• CONSIGNES À RÉALISER:
A - D'après le texte à lire, depuis quelle année la langue des signes était-elle interdite dans toutes les écoles spécialisées d'Europe ?
B - Relevez tous les titres de films mentionnés dans le texte à lire.
C - Extrayez du texte à lire le passage qui va de « Les débats qui » jusqu'à « au grand jour ! » inclus.

• TEXTE À LIRE:

====

Pour avoir filmé de très nombreuses situations d’apprentissage, la transmission est explicitement au cœur de plusieurs de mes films : je pense notamment au Pays des sourds, à Être et avoir, ou à De chaque instant

Pourtant, ce sur quoi j’aimerais m’aventurer ici, ce n’est pas tant sur les films eux-mêmes que sur le travail d’accompagnement qu’ils engendrent, et auquel je consacre, comme nous le faisons nous autres cinéastes, beaucoup d’énergie et de temps.

Depuis mes débuts j’ai fait des centaines et des centaines de présentations et de débats dans des salles de cinéma bien sûr mais parfois également dans un amphi universitaire, un lycée, une école, une médiathèque, dans l’auditorium d’un musée, un temple, une chapelle, une grange, un hôpital, sous un chapiteau, en prison, en psychiatrie, dans un pré, un parc, un semi-remorque réaménagé, sur un terrain de foot… sans compter à la ménagerie du Jardin des Plantes, où j’ai montré mon film Nénette à Nénette et aux trois orangs outans avec lesquels elle partageait sa captivité, devant un parterre de scientifiques du Muséum National d’Histoire Naturelle curieux de voir comment elle réagirait. Hélas, passées les premières images du film, Nénette nous a fait comprendre qu’elle avait mieux à faire. Elle est allée dans son nid et elle s’est couchée.

En 1993, année de sa sortie, accompagner Le Pays des sourds exigeait un soin tout particulier puisqu’il fallait que les échanges avec le public puissent être traduits en langue des signes. Or la langue des signes était quasi inexistante, du moins très balbutiante encore dans la sphère publique. Les sourds la pratiquaient entre eux, mais elle ne dépassait pas l’espace privé. Interdite depuis 1880 dans toutes les écoles spécialisées d’Europe au prétexte qu’il fallait impérativement oraliser les enfants sourds, elle commençait tout juste à refaire surface. La France venait de reconnaître officiellement le droit au bilinguisme. Autant dire que les interprètes étaient très peu nombreux et que les exploitants de salle peinaient à en recruter. Ils étaient à peine une quinzaine dans toute la France, alors qu’ils sont aujourd’hui plusieurs centaines. Il fallait faire venir quelqu’un de Paris ou Toulouse. C’était coûteux, et beaucoup d’exploitants s’en seraient volontiers passé. Heureusement, les salles étaient pleines. Les sourds de la ville et des villes voisines se donnaient le mot.

Les débats qui suivaient ces projections étaient extraordinaires. Ils pouvaient durer une heure et demi, et se prolongeaient longtemps encore sur le trottoir. Les sourds étaient nombreux à intervenir et à témoigner. Pour être visibles de tous, puisqu’ils « signaient », ils grimpaient prestement sur la scène et une fois leur intervention terminée, ils restaient là, prêts à intervenir de nouveau. Les suivants montaient à leur tour sur l’estrade, où nous finissions par être douze, quinze, vingt… C’était la première fois qu’ils voyaient un film dans « leur » langue, et c’était très émouvant. Certains disaient : Jamais jusqu’ici je n’avais osé signer en public. Mes parents m’ont toujours interdit de le faire. On m’a toujours dit que c’était laid, disgracieux, que c’était des grimaces. Aujourd’hui, pour la première fois, j’ose signer au grand jour !

====

• DONNÉES FOURNIES:

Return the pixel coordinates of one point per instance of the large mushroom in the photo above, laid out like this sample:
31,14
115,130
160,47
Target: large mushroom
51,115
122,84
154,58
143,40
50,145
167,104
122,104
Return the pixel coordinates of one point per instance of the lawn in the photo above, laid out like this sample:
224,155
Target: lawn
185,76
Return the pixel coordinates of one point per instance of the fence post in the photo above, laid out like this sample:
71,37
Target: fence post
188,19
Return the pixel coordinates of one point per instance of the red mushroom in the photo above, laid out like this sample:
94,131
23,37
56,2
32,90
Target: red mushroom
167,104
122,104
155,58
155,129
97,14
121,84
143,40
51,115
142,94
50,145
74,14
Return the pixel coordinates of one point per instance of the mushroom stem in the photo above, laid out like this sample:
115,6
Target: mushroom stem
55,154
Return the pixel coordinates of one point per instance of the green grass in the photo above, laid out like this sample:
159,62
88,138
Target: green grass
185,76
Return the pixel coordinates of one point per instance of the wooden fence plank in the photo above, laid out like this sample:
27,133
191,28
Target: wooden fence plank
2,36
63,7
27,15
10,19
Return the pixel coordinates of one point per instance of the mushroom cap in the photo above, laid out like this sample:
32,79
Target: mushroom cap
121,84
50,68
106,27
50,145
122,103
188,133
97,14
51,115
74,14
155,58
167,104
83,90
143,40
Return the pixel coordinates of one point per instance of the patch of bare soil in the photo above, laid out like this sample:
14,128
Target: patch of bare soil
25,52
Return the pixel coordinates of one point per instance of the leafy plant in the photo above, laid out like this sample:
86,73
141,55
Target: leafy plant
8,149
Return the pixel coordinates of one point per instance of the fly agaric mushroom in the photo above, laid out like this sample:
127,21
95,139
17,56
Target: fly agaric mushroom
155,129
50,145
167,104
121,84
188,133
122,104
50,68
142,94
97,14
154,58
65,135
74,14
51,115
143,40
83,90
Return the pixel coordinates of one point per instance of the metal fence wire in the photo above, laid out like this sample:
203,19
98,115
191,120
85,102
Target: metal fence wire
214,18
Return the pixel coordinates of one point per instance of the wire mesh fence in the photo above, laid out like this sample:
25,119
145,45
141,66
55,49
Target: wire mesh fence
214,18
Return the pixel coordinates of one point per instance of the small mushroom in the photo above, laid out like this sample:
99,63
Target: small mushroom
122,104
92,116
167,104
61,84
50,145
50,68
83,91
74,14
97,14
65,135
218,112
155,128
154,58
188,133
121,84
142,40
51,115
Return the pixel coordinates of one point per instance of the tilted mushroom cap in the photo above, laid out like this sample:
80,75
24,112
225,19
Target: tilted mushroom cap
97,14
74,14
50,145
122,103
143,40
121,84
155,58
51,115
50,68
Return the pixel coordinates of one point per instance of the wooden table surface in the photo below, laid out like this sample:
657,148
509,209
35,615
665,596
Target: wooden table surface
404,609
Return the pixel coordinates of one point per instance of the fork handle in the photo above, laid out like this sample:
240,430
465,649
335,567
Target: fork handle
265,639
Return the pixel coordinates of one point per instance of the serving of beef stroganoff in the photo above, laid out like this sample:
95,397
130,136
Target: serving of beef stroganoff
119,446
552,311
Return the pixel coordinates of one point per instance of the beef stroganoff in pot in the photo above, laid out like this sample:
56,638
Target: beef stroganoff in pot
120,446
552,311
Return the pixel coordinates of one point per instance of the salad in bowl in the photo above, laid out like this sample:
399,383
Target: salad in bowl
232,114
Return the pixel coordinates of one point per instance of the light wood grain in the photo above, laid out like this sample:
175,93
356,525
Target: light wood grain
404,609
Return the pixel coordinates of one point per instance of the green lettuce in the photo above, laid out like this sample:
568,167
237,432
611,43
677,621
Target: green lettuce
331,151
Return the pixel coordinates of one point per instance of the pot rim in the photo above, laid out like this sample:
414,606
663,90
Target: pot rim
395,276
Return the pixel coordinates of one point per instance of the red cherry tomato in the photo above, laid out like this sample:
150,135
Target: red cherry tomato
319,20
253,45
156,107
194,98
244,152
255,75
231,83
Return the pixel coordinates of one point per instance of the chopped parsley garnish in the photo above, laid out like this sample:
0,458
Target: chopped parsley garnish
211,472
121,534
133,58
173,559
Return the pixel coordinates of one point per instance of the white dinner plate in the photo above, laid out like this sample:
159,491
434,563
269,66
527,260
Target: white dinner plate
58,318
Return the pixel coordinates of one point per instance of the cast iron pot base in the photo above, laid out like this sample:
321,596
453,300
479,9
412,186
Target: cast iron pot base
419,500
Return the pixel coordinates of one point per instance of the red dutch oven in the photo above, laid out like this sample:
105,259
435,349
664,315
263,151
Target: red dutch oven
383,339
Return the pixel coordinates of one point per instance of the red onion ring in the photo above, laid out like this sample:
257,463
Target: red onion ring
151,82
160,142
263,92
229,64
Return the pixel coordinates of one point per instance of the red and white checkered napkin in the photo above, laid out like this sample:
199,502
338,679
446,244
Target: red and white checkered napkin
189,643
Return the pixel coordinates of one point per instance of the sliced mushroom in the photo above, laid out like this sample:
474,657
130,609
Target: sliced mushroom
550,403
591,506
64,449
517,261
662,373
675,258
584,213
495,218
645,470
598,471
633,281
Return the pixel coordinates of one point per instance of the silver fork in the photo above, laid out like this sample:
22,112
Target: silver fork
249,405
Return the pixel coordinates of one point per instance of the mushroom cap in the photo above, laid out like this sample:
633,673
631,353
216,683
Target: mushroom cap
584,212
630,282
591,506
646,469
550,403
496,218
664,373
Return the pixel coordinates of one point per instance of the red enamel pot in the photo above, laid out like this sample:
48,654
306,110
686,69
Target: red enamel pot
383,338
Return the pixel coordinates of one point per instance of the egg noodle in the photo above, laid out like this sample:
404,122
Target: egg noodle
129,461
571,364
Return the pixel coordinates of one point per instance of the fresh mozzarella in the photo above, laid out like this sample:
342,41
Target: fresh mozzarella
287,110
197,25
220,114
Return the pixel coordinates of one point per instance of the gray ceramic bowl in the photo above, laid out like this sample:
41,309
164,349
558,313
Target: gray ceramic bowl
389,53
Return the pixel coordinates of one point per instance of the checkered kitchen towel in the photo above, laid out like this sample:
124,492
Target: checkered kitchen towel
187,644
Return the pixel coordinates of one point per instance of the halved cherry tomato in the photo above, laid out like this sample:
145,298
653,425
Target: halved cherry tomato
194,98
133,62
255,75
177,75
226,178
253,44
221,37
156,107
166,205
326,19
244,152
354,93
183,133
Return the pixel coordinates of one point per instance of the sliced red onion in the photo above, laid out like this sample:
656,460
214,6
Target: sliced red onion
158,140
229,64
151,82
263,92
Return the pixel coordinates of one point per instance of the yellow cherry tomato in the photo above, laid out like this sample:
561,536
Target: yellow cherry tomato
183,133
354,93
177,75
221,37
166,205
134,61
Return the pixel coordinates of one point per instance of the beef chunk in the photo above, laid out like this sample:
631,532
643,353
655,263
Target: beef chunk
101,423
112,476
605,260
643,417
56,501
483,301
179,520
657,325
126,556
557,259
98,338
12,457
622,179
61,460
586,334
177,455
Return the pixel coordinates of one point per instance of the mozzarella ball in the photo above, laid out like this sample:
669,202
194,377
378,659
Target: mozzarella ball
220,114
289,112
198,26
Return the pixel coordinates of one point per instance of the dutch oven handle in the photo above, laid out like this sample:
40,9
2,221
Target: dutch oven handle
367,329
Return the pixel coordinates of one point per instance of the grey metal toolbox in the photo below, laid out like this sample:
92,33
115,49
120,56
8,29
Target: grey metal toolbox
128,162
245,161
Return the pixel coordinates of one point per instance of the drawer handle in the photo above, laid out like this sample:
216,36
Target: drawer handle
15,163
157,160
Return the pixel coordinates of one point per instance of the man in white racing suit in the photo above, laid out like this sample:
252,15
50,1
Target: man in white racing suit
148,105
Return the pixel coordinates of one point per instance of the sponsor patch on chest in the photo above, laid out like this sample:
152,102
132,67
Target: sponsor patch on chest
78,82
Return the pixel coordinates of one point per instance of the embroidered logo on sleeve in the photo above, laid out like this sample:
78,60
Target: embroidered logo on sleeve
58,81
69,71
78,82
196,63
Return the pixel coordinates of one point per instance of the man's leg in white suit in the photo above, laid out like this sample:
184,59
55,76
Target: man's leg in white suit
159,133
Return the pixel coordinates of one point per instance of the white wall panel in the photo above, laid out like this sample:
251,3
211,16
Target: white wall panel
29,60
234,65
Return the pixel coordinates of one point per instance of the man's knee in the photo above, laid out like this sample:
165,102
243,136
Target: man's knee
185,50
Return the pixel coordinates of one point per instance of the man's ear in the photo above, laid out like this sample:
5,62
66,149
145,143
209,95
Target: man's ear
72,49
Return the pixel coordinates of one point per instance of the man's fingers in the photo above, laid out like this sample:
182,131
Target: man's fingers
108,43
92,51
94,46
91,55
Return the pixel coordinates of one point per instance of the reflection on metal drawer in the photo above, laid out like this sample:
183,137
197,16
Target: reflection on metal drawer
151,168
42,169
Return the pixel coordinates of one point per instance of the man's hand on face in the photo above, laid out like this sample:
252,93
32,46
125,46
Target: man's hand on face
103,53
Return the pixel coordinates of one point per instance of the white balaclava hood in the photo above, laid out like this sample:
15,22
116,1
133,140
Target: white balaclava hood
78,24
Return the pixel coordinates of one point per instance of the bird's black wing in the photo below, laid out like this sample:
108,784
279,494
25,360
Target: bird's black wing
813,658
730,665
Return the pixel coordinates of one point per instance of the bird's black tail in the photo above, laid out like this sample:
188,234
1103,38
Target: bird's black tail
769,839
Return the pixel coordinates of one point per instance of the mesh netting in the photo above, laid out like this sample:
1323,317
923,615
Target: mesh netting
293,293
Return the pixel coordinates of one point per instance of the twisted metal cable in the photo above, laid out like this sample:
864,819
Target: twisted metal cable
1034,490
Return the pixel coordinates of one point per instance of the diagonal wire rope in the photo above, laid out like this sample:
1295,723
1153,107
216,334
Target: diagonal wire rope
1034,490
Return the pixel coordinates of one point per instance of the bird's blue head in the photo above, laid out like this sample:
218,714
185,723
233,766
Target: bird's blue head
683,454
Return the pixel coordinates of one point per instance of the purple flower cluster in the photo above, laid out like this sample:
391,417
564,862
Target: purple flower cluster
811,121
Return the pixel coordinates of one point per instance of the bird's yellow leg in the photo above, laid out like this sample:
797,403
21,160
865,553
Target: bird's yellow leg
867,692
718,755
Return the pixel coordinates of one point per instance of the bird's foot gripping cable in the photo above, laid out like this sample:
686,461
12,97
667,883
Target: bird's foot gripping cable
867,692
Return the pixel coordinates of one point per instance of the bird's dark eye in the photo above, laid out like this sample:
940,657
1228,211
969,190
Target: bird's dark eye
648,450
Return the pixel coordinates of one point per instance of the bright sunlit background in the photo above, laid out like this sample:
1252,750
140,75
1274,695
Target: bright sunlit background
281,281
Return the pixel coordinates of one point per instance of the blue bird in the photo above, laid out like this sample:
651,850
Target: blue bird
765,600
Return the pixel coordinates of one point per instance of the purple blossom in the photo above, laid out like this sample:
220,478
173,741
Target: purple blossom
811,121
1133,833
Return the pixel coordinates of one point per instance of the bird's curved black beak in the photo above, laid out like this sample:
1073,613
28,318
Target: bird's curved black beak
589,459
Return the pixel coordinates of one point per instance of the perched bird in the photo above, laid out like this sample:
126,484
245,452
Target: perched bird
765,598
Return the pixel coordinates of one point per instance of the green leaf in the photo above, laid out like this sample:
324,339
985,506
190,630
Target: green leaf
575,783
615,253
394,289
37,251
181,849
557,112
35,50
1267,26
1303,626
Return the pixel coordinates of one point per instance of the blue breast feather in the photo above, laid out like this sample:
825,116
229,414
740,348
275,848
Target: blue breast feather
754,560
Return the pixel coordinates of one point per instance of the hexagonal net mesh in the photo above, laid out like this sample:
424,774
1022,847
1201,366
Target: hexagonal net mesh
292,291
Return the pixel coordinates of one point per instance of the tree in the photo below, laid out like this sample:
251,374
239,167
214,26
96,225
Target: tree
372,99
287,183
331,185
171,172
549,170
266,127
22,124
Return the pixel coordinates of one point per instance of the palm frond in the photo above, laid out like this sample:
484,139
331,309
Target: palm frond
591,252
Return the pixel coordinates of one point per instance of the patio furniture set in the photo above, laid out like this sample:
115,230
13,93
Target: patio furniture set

====

• RÉPONSES AUX CONSIGNES:
A - Depuis 1880.

B - Le Pays des sourds, Être et avoir, De chaque instant, Nénette

C -
Les débats qui suivaient ces projections étaient extraordinaires. Ils pouvaient durer une heure et demi, et se prolongeaient longtemps encore sur le trottoir. Les sourds étaient nombreux à intervenir et à témoigner. Pour être visibles de tous, puisqu’ils « signaient », ils grimpaient prestement sur la scène et une fois leur intervention terminée, ils restaient là, prêts à intervenir de nouveau. Les suivants montaient à leur tour sur l’estrade, où nous finissions par être douze, quinze, vingt… C’était la première fois qu’ils voyaient un film dans « leur » langue, et c’était très émouvant. Certains disaient : Jamais jusqu’ici je n’avais osé signer en public. Mes parents m’ont toujours interdit de le faire. On m’a toujours dit que c’était laid, disgracieux, que c’était des grimaces. Aujourd’hui, pour la première fois, j’ose signer au grand jour !